_Task brief_.
From the first record through the last, copy each one exactly.

_Supplied entries_.
● ● ● ● ●

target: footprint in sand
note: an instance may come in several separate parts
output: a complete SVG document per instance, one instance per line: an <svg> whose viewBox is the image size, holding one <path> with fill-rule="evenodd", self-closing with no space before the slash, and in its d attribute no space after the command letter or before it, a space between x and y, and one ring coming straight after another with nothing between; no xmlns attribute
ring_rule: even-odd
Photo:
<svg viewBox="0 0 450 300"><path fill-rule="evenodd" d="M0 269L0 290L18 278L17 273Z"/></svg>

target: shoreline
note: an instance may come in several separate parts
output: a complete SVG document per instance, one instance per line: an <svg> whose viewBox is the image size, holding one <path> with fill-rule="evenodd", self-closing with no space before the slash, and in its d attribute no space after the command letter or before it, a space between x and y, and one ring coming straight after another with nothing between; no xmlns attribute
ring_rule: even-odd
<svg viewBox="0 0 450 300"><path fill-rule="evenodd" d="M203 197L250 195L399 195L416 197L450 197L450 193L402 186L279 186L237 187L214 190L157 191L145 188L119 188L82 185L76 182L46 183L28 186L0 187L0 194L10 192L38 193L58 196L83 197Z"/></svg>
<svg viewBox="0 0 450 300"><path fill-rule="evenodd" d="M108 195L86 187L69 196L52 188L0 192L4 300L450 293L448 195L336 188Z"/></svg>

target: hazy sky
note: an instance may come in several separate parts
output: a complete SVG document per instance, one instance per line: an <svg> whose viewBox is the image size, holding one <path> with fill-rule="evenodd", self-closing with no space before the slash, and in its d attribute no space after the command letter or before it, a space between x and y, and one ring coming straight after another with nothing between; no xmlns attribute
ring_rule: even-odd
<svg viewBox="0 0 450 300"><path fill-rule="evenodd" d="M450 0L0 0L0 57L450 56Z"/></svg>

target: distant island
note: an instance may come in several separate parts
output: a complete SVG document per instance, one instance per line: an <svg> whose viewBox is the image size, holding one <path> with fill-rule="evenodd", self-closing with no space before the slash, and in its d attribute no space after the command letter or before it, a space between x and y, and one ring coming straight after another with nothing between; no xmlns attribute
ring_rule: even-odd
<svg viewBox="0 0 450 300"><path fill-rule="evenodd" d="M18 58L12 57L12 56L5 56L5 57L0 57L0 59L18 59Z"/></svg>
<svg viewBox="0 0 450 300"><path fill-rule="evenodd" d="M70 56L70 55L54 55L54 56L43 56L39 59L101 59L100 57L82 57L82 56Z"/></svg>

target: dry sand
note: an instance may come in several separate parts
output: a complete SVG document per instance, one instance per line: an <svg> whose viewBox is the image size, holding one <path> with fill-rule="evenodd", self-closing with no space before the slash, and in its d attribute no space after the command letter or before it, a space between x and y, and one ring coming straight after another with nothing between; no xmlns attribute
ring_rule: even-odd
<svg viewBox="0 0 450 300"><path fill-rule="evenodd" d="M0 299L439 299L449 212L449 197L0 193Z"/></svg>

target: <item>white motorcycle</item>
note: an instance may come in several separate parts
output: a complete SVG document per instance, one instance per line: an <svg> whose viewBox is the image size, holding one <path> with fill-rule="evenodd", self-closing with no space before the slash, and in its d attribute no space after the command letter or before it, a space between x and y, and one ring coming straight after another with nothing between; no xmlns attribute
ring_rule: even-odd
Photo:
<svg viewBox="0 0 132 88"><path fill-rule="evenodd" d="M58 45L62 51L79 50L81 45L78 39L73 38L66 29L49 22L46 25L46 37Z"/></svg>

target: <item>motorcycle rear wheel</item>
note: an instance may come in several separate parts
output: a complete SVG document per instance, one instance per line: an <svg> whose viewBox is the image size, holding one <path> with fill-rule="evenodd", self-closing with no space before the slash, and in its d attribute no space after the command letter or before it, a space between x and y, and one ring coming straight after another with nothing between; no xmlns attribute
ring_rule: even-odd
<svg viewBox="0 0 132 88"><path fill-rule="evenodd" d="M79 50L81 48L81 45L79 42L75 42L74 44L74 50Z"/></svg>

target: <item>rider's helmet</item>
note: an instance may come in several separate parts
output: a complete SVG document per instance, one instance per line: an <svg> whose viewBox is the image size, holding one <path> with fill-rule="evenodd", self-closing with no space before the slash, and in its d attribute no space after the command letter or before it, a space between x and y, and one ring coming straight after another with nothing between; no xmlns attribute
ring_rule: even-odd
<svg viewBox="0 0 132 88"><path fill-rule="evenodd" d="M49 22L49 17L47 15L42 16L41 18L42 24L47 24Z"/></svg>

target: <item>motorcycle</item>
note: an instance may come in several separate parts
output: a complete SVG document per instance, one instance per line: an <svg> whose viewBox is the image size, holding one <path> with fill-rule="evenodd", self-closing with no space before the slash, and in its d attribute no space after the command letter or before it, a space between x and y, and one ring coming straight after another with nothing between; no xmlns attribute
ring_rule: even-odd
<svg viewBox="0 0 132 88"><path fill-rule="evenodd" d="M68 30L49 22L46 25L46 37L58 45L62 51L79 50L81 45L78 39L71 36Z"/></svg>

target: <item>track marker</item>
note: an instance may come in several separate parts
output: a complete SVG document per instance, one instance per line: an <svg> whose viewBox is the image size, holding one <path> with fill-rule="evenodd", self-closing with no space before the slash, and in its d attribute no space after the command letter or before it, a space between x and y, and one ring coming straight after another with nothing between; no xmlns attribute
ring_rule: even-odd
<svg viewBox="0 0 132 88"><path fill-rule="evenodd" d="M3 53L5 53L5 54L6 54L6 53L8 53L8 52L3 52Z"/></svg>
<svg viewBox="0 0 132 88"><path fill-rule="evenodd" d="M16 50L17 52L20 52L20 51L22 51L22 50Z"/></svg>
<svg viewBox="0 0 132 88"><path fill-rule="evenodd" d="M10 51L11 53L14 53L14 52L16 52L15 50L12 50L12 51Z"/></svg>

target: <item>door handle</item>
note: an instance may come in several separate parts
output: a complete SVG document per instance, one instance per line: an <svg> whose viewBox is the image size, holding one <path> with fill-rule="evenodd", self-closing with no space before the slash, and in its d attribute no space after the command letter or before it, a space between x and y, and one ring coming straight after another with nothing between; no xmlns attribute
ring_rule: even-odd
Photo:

● ● ● ● ●

_Exercise response_.
target: footprint in sand
note: an instance may come in several separate parts
output: a complete SVG document per instance, one instance per line: an <svg> whose viewBox is the image size, holding one <path> with fill-rule="evenodd", self-closing with no space before the slash, and in its d attribute no space after the command letter or before it, a space between x and y, and one ring coming straight after another with nothing between; no xmlns attribute
ring_rule: even-odd
Photo:
<svg viewBox="0 0 450 300"><path fill-rule="evenodd" d="M0 269L0 290L18 278L17 273Z"/></svg>

target: shoreline
note: an instance may come in several separate parts
output: a complete SVG document per instance, one instance per line: an <svg> whose viewBox is the image size, holding one <path> with fill-rule="evenodd", self-closing with no space before the slash, and in its d attribute no space after the command letter or before it, a space between x and y, and one ring coming straight after another with nothing between; no xmlns attribute
ring_rule: even-odd
<svg viewBox="0 0 450 300"><path fill-rule="evenodd" d="M203 197L250 195L399 195L416 197L450 197L450 193L402 186L279 186L237 187L214 190L157 191L145 188L119 188L82 185L76 182L46 183L28 186L0 187L0 194L10 192L38 193L58 196L83 197Z"/></svg>
<svg viewBox="0 0 450 300"><path fill-rule="evenodd" d="M108 195L86 187L69 196L52 188L0 192L4 300L450 293L448 195L336 188Z"/></svg>

target: hazy sky
note: an instance may come in several separate parts
output: a complete SVG document per instance, one instance per line: an <svg> whose viewBox is the image size, holding one <path> with fill-rule="evenodd", self-closing with no space before the slash, and in its d attribute no space after the command letter or before it, a space between x and y, and one ring coming straight after another with nothing between; no xmlns attribute
ring_rule: even-odd
<svg viewBox="0 0 450 300"><path fill-rule="evenodd" d="M450 0L0 0L0 57L450 56Z"/></svg>

target: distant island
note: an instance may come in several separate parts
output: a complete SVG document per instance, one instance per line: an <svg> whose viewBox is the image size, holding one <path> with fill-rule="evenodd", self-closing with no space before the slash, and in its d attribute no space after the command letter or before it, a space between x and y, and one ring coming straight after another with nothing between; no xmlns attribute
ring_rule: even-odd
<svg viewBox="0 0 450 300"><path fill-rule="evenodd" d="M18 58L12 57L12 56L5 56L5 57L0 57L0 59L18 59Z"/></svg>
<svg viewBox="0 0 450 300"><path fill-rule="evenodd" d="M70 56L70 55L54 55L54 56L43 56L39 59L101 59L100 57L82 57L82 56Z"/></svg>

target: dry sand
note: an instance may come in several separate parts
output: a complete SVG document per instance, one instance per line: an <svg> whose viewBox is the image size, holding one <path> with fill-rule="evenodd", self-closing with no space before the slash, and in its d attribute no space after the command letter or before it, a space between x and y, and one ring coming straight after another with nothing between; no xmlns attribute
ring_rule: even-odd
<svg viewBox="0 0 450 300"><path fill-rule="evenodd" d="M0 299L439 299L449 212L449 197L0 193Z"/></svg>

target: <item>white motorcycle</item>
note: an instance may come in several separate parts
output: a complete SVG document per instance, one instance per line: an <svg> whose viewBox is the image size, holding one <path> with fill-rule="evenodd", self-closing with no space before the slash, and in its d attribute no space after the command letter or before it, a space between x and y, and one ring coming straight after another with nothing between; no xmlns attribute
ring_rule: even-odd
Photo:
<svg viewBox="0 0 132 88"><path fill-rule="evenodd" d="M58 45L62 51L79 50L81 45L78 39L73 38L66 29L49 22L46 25L46 37Z"/></svg>

target: <item>motorcycle rear wheel</item>
note: an instance may come in several separate parts
output: a complete SVG document per instance, one instance per line: an <svg> whose viewBox is the image size, holding one <path> with fill-rule="evenodd", self-closing with no space before the slash, and in its d attribute no space after the command letter or before it, a space between x and y, and one ring coming straight after another with nothing between; no xmlns attribute
ring_rule: even-odd
<svg viewBox="0 0 132 88"><path fill-rule="evenodd" d="M79 50L81 48L81 45L79 42L75 42L74 44L74 50Z"/></svg>

target: <item>rider's helmet</item>
note: an instance may come in several separate parts
output: a complete SVG document per instance, one instance per line: an <svg> whose viewBox is the image size, holding one <path> with fill-rule="evenodd", self-closing with no space before the slash, and in its d attribute no space after the command letter or before it, a space between x and y, and one ring coming straight after another with nothing between; no xmlns attribute
ring_rule: even-odd
<svg viewBox="0 0 132 88"><path fill-rule="evenodd" d="M49 22L49 17L47 15L42 16L41 18L42 24L47 24Z"/></svg>

target: <item>motorcycle</item>
note: an instance may come in several separate parts
output: a complete SVG document per instance, one instance per line: an <svg> whose viewBox is the image size, holding one <path> with fill-rule="evenodd", self-closing with no space before the slash, and in its d attribute no space after the command letter or before it, a space between x and y, and one ring coming straight after another with nothing between; no xmlns attribute
ring_rule: even-odd
<svg viewBox="0 0 132 88"><path fill-rule="evenodd" d="M68 30L49 22L46 25L46 37L58 45L62 51L79 50L81 45L78 39L71 36Z"/></svg>

target: <item>track marker</item>
note: an instance may come in several separate parts
output: a complete SVG document per instance, one instance per line: an <svg> whose viewBox is the image size, holding one <path> with fill-rule="evenodd", self-closing with no space before the slash, and in its d attribute no space after the command letter or before it, a space between x and y, and one ring coming straight after another with nothing between; no xmlns attribute
ring_rule: even-odd
<svg viewBox="0 0 132 88"><path fill-rule="evenodd" d="M3 53L5 53L5 54L6 54L6 53L8 53L8 52L3 52Z"/></svg>
<svg viewBox="0 0 132 88"><path fill-rule="evenodd" d="M16 50L17 52L20 52L20 51L22 51L22 50Z"/></svg>
<svg viewBox="0 0 132 88"><path fill-rule="evenodd" d="M10 51L11 53L14 53L14 52L16 52L15 50L12 50L12 51Z"/></svg>

target: <item>door handle</item>
note: an instance may come in several separate parts
output: a complete SVG document per instance, one instance per line: an <svg> whose viewBox is the image size, holding one <path> with fill-rule="evenodd", self-closing with no space before the slash, and in its d attribute no space after the command letter or before it, a space between x and y, and one ring coming straight after another with nothing between; no xmlns attribute
ring_rule: even-odd
Photo:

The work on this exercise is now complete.